(Stored entries)
______

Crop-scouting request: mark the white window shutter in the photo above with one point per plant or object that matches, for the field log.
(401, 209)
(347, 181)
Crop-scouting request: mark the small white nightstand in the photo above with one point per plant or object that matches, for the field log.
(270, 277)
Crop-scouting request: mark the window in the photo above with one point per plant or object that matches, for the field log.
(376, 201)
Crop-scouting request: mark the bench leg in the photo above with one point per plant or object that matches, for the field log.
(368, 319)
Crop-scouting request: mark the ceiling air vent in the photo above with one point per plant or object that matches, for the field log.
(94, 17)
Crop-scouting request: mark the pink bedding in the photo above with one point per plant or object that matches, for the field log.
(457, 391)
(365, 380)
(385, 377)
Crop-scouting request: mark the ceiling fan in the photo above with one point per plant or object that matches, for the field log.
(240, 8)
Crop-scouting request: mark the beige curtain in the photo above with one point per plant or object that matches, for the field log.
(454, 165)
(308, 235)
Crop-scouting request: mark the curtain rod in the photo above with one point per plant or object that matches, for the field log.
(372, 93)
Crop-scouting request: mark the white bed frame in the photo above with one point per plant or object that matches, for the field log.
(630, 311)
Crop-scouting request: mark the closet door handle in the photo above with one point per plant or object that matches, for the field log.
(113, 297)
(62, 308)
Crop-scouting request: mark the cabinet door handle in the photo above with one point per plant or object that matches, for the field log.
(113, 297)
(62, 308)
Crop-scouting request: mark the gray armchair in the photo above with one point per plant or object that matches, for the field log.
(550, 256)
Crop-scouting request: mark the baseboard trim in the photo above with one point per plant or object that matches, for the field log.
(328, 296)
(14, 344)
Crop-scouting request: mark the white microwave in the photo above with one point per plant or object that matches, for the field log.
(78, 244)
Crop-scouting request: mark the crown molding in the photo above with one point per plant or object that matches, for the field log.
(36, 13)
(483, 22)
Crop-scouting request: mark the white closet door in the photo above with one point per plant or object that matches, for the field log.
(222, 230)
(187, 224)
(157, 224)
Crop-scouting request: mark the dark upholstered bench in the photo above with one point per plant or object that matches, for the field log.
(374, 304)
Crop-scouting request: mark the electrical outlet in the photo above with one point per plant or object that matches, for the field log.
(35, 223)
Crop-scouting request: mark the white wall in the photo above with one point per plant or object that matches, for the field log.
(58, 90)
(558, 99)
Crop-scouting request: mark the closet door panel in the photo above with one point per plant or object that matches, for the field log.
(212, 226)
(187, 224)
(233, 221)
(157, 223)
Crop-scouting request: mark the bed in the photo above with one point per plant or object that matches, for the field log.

______

◆ **WHAT TO PRODUCE**: Reproduce all of the data above verbatim, line for line, with nothing changed or left out.

◆ **OUTPUT FOR THIS EXERCISE**:
Crop-scouting request: mark the white window shutter in the photo above with one point per plant or object that matches, for the field log.
(401, 209)
(347, 181)
Crop-scouting request: mark the small white nightstand in the photo above with one point per plant or object that matches, for the field log.
(270, 277)
Crop-scouting request: mark the window in the photo above with one point per plant or object that matches, for the field log.
(376, 201)
Crop-scouting request: mark the bench leg in the photo above with one point per plant or object that matches, for the field log.
(368, 319)
Crop-scouting request: mark the ceiling air vent in the photo above with one point per plant or object that matches, for the field log.
(94, 17)
Crop-scouting request: mark the pink bedding in the photo above with one point per plant or object that matches, for the field log.
(457, 391)
(365, 380)
(385, 377)
Crop-scouting request: mark the ceiling fan in the photo above with one point per plant or object that matches, for the field log.
(240, 8)
Crop-scouting request: mark the beige curtain in the photo above with one point per plant or object that matches, for the field log.
(454, 165)
(308, 235)
Crop-scouting request: mark the curtain rod in the photo above with one point per plant or object that matches, for the field log.
(372, 93)
Crop-scouting request: mark the white bed frame in the photo above with one point per plant or object that matches, for the field log.
(630, 311)
Crop-scouting request: mark the closet door handle in the photo above with one point per plant or object that matches, for the field log.
(113, 297)
(62, 308)
Crop-scouting request: mark the cabinet door handle in the photo above with one point per plant or object that matches, for the field log.
(113, 297)
(62, 308)
Crop-scouting request: mark the gray armchair in the photo above with one point per plant or object that matches, for the field log.
(550, 256)
Crop-scouting request: mark the baseboard trim in the photo above with one point per plant or object that matches, for the field log.
(328, 296)
(14, 344)
Crop-scouting request: mark the white microwave in the photo above with one point per plant or object that matches, for the field log.
(78, 244)
Crop-scouting request: mark the crown molding in the photo above with one point per plant or object that matches, for the field log.
(36, 13)
(483, 22)
Crop-scouting request: mark the white closet door in the photo above with one point per plant or object that matches, for the field log.
(222, 230)
(187, 224)
(157, 224)
Crop-scouting request: mark the dark upholstered bench in the photo above with one point per plant or object that matches, for the field log.
(374, 304)
Crop-scouting request: mark the electrical outlet in the photo above with one point per plant or object that matches, for the field log.
(35, 223)
Crop-scouting request: mark the white wall in the photo above with one point per plant or object that matches, for the field log.
(58, 90)
(558, 99)
Crop-scouting request: mark the closet door panel in the photo above with one point per plant or object that matches, for the field log.
(212, 226)
(187, 224)
(233, 221)
(157, 223)
Crop-scouting request: mark the bed in the photo above with one point per plant or object that matches, for the field log.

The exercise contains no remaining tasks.